RECORD EXCERPTS –
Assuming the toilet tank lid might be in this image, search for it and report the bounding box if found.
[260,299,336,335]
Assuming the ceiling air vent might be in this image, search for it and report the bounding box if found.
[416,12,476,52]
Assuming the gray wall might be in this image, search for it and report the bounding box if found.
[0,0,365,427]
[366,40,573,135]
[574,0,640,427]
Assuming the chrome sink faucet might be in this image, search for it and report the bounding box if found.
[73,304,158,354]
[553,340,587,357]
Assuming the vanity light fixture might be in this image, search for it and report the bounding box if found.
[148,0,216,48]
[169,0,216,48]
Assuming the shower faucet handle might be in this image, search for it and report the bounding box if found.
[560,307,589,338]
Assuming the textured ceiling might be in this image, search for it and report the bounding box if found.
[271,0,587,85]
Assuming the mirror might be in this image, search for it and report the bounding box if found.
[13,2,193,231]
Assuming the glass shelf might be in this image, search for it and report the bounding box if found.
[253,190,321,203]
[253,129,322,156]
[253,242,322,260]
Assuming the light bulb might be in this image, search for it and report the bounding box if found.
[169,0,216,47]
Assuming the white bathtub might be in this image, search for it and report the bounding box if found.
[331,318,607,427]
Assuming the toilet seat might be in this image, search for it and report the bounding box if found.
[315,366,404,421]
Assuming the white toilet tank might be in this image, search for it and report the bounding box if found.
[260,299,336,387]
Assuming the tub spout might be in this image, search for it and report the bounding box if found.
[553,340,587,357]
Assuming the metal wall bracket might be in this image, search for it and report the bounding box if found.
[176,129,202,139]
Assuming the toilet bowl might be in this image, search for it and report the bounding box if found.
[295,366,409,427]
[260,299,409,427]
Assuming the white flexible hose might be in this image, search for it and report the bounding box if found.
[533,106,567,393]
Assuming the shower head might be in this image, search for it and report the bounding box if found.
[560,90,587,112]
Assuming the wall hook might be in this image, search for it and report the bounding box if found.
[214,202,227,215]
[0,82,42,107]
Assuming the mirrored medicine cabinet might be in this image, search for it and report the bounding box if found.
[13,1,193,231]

DIRECTIONS FOR THIS TASK – How many lines of the listing above contain the word "toilet"? Reply with the number only.

ANSWER IN FULL – 4